(Entries on locating named things)
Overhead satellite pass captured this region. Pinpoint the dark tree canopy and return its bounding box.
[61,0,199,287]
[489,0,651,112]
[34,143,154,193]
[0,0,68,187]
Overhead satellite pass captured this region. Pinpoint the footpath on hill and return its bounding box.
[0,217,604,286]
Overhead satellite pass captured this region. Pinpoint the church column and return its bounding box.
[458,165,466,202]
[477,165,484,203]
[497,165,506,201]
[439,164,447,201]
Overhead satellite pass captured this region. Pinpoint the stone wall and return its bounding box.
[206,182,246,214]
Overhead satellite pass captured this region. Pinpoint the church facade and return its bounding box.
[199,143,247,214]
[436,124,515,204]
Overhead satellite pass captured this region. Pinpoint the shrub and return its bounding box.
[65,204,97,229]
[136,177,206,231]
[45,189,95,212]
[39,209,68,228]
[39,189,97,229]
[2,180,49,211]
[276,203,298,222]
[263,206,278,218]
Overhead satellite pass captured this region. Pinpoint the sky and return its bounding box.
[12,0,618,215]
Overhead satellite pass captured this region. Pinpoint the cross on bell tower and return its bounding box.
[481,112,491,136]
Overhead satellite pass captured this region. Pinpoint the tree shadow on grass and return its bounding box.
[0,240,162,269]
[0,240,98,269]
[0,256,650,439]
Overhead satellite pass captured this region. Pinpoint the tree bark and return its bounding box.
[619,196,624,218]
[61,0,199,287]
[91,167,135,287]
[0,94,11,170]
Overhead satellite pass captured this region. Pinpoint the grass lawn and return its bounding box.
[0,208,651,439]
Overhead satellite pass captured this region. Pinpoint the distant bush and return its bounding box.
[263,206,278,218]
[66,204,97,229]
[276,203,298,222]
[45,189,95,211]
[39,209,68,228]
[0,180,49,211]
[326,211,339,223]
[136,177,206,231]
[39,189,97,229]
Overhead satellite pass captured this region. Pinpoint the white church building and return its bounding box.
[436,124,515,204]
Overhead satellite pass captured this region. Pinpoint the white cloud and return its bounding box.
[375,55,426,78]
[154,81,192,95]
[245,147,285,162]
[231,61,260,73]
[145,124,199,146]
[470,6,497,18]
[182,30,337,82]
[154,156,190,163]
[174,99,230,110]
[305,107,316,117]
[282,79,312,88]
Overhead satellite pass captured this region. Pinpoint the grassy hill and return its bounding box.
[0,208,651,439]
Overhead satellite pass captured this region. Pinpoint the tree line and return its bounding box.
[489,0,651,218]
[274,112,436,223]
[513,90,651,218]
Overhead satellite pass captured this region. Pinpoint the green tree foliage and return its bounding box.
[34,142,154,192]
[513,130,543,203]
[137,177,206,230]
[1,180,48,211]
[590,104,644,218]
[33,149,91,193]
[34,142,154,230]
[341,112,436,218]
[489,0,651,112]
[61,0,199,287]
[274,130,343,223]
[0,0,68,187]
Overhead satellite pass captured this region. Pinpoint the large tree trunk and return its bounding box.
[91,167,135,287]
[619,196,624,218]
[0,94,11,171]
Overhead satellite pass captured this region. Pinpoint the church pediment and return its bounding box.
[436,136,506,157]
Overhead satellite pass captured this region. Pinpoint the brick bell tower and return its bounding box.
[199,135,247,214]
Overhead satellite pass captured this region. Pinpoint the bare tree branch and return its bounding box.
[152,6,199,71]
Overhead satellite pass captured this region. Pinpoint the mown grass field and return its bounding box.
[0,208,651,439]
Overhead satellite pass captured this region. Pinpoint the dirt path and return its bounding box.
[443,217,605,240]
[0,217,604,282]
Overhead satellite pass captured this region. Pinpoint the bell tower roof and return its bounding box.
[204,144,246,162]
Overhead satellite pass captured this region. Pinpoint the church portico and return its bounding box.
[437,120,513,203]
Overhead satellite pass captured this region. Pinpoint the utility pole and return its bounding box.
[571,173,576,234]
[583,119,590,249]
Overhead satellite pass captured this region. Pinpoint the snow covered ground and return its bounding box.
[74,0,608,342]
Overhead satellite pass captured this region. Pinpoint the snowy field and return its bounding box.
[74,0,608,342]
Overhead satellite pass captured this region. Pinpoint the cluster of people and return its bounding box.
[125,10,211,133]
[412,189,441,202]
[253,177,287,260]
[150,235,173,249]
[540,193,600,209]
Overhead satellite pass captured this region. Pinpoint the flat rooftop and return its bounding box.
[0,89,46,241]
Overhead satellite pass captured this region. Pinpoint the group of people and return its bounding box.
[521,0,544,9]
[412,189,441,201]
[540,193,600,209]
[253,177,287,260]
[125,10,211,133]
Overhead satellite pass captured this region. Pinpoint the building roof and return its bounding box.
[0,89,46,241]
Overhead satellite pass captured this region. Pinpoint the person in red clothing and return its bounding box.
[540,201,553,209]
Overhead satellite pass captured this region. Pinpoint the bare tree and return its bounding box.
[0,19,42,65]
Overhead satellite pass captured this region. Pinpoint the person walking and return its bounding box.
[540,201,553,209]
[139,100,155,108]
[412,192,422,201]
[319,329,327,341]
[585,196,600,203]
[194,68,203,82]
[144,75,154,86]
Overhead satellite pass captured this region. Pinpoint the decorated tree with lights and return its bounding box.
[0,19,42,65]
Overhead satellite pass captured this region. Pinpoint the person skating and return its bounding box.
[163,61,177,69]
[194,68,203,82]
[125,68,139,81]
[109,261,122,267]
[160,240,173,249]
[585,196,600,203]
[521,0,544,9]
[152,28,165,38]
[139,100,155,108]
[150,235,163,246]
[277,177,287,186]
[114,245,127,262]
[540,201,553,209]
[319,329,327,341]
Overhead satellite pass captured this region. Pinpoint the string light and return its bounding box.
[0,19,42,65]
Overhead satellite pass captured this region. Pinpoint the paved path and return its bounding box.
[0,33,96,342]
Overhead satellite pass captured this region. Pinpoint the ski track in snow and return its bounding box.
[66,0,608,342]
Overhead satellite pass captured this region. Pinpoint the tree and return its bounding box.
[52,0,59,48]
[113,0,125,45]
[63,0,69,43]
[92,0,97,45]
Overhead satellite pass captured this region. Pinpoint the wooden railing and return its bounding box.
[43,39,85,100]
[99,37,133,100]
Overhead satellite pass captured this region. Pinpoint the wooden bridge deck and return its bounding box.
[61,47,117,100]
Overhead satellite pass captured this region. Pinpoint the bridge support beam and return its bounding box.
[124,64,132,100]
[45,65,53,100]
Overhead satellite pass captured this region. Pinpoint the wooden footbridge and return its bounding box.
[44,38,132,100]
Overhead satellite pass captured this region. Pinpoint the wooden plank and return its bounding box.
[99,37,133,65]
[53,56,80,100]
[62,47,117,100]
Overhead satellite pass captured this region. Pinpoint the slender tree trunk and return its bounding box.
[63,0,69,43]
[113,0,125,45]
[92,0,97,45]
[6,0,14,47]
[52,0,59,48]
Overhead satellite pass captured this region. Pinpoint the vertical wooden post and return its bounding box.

EXERCISE PROMPT:
Turn every one of the rows above into a numbered list, dropping any blank lines.

OUTPUT:
1. Overhead satellite pass captured this region. Pinpoint the dark tree canopy and return its bounding box.
2. [61,0,199,287]
3. [489,0,651,112]
4. [34,143,154,193]
5. [0,0,68,187]
6. Overhead satellite pass captured this region. Pinpoint the footpath on hill and return its bounding box.
7. [0,217,604,286]
8. Overhead satellite pass captured this region. Pinpoint the church column and return its bounding box.
9. [458,165,466,202]
10. [477,165,484,203]
11. [497,165,506,201]
12. [439,164,447,201]
13. Overhead satellite pass captured this region. Pinpoint the stone wall and return its bounding box.
14. [206,182,246,214]
15. Overhead satellite pass captured this region. Pinpoint the church facade and return its bounding box.
16. [199,143,247,214]
17. [436,124,515,204]
18. Overhead satellite pass captured this region. Pinpoint the shrub and return its bounding box.
19. [65,204,97,229]
20. [136,177,206,231]
21. [45,189,95,212]
22. [39,209,68,228]
23. [39,189,97,229]
24. [2,180,49,211]
25. [276,203,298,222]
26. [263,206,278,218]
27. Overhead satellite pass captured this region. Pinpoint the sky and return its bounding box.
28. [12,0,618,215]
29. Overhead satellite pass captured this region. Pinpoint the cross on bell tower and return its bounding box.
30. [481,112,491,136]
31. Overhead satellite pass captured this region. Pinpoint the tree shadow on grass and return its bounding box.
32. [0,240,162,269]
33. [0,240,98,269]
34. [0,256,650,439]
35. Overhead satellite pass captured this region. Pinpoint the tree bark and return its bounding box.
36. [619,196,624,218]
37. [61,0,199,287]
38. [91,167,135,287]
39. [0,94,11,170]
40. Overhead satellite pass captured this region. Pinpoint the grass lawn and return its bounding box.
41. [0,208,651,439]
42. Overhead satellite pass captured this region. Pinpoint the distant bush and return its bounding box.
43. [263,206,278,218]
44. [66,204,97,229]
45. [276,203,298,222]
46. [45,189,95,211]
47. [39,209,68,228]
48. [0,180,49,211]
49. [326,211,339,223]
50. [136,177,206,231]
51. [39,189,97,229]
52. Overhead satellite pass captured this region. Pinpoint the white church building and return its bounding box.
53. [436,124,515,204]
54. Overhead satellite pass captured this region. Pinpoint the white cloud and return its bounding box.
55. [375,55,426,78]
56. [154,81,192,95]
57. [245,147,285,162]
58. [231,61,260,73]
59. [145,124,199,146]
60. [470,6,497,18]
61. [182,30,337,82]
62. [154,156,190,163]
63. [174,99,230,110]
64. [305,107,316,117]
65. [282,79,312,88]
66. Overhead satellite pass captured this region. Pinpoint the grassy hill and return its bounding box.
67. [0,208,651,439]
68. Overhead satellite pass captured this region. Pinpoint the tree line and return its bounding box.
69. [489,0,651,218]
70. [274,112,436,223]
71. [513,90,651,218]
72. Overhead satellite pass captured this region. Pinpoint the green tree foliage and return its bounding box.
73. [34,142,154,192]
74. [513,130,543,203]
75. [137,177,206,230]
76. [1,180,48,211]
77. [590,104,644,218]
78. [33,149,91,193]
79. [34,142,154,230]
80. [341,112,436,218]
81. [489,0,651,112]
82. [61,0,199,287]
83. [274,130,343,223]
84. [0,0,68,187]
85. Overhead satellite pass captured this region. Pinpoint the large tree trunk and return its bounding box.
86. [91,167,135,287]
87. [619,196,624,218]
88. [0,94,11,171]
89. Overhead satellite pass captured this region. Pinpoint the church pediment and return its bounding box.
90. [436,136,506,157]
91. Overhead satellite pass captured this region. Pinpoint the brick bell tower and return its bounding box.
92. [199,135,247,214]
93. Overhead satellite pass captured this region. Pinpoint the bare tree branch and return its bounding box.
94. [152,6,199,71]
95. Overhead satellite pass captured this region. Pinpoint the mown grass field and return its bounding box.
96. [0,208,651,439]
97. Overhead satellite pass captured this region. Pinpoint the dirt path and return its bounding box.
98. [443,217,605,240]
99. [0,217,604,282]
100. Overhead satellite pass captured this region. Pinpoint the bell tower roof and return its bounding box.
101. [204,144,246,162]
102. Overhead satellite pass captured this region. Pinpoint the church portico and return its bounding box.
103. [437,120,513,203]
104. Overhead satellite pass captured this region. Pinpoint the utility pole and return its bounding box.
105. [571,173,576,234]
106. [583,119,590,249]
107. Overhead satellite pass captured this region. Pinpoint the snow covered ground and return its bounding box.
108. [74,0,608,342]
109. Overhead satellite pass captured this region. Pinpoint the snowy field and return its bounding box.
110. [74,0,608,342]
111. Overhead satellite pass captured this region. Pinpoint the cluster of people and return its bounding box.
112. [125,10,211,133]
113. [412,189,441,202]
114. [253,177,287,260]
115. [150,235,173,249]
116. [540,193,600,209]
117. Overhead satellite pass captured this region. Pinpoint the flat rooftop and return its bounding box.
118. [0,89,46,241]
119. Overhead satellite pass captured this region. Pinpoint the group of people and return its bounding box.
120. [521,0,544,9]
121. [412,189,441,201]
122. [540,193,600,209]
123. [253,177,287,260]
124. [125,10,211,133]
125. Overhead satellite pass captured this region. Pinpoint the building roof and return its bounding box.
126. [0,89,46,241]
127. Overhead satellite pass captured this region. Pinpoint the person in red clothing and return its bounding box.
128. [540,201,553,209]
129. Overhead satellite pass captured this region. Pinpoint the bare tree and return its bounding box.
130. [0,19,42,65]
131. Overhead satellite pass captured this region. Pinpoint the person walking and return its bounding box.
132. [540,201,553,209]
133. [139,100,155,108]
134. [412,192,422,201]
135. [319,329,327,341]
136. [585,196,600,203]
137. [194,68,203,82]
138. [144,75,154,86]
139. Overhead satellite pass captured this region. Pinpoint the decorated tree with lights and return its bounding box.
140. [0,19,42,65]
141. Overhead satellite pass captured this region. Pinpoint the person skating and return its bounding box.
142. [163,61,177,69]
143. [194,68,203,82]
144. [125,68,139,81]
145. [109,261,122,267]
146. [160,240,173,249]
147. [585,196,600,203]
148. [521,0,544,9]
149. [152,28,165,38]
150. [139,100,155,108]
151. [150,235,163,246]
152. [277,177,287,186]
153. [114,245,127,262]
154. [540,201,553,209]
155. [319,329,327,341]
156. Overhead satellite pass captured this region. Pinpoint the string light and return its bounding box.
157. [0,19,42,65]
158. Overhead satellite pass captured this region. Pinpoint the paved path and return its bounding box.
159. [0,33,96,342]
160. Overhead satellite pass captured this region. Pinpoint the ski track in snow and return its bounding box.
161. [66,0,608,342]
162. Overhead satellite pass captured this region. Pinpoint the tree and return its bounding box.
163. [52,0,59,48]
164. [113,0,125,45]
165. [63,0,69,43]
166. [92,0,97,45]
167. Overhead satellite pass captured this region. Pinpoint the wooden railing and return its bounding box.
168. [43,39,85,100]
169. [99,37,133,100]
170. Overhead satellite pass captured this region. Pinpoint the wooden bridge deck and return its bounding box.
171. [61,47,117,100]
172. Overhead satellite pass captured this region. Pinpoint the bridge support beam and return its bounding box.
173. [124,64,132,100]
174. [45,65,53,100]
175. Overhead satellite pass captured this region. Pinpoint the wooden footbridge and return its bounding box.
176. [44,38,132,100]
177. Overhead satellite pass captured this region. Pinpoint the wooden plank and return its bounding box.
178. [99,37,133,65]
179. [53,56,80,100]
180. [62,47,117,100]
181. Overhead satellite pass captured this region. Pinpoint the slender tree trunk and return its bounding box.
182. [63,0,69,43]
183. [113,0,125,45]
184. [92,0,97,45]
185. [6,0,14,47]
186. [52,0,59,48]
187. Overhead satellite pass captured this region. Pinpoint the vertical wooden post and return its bounding box.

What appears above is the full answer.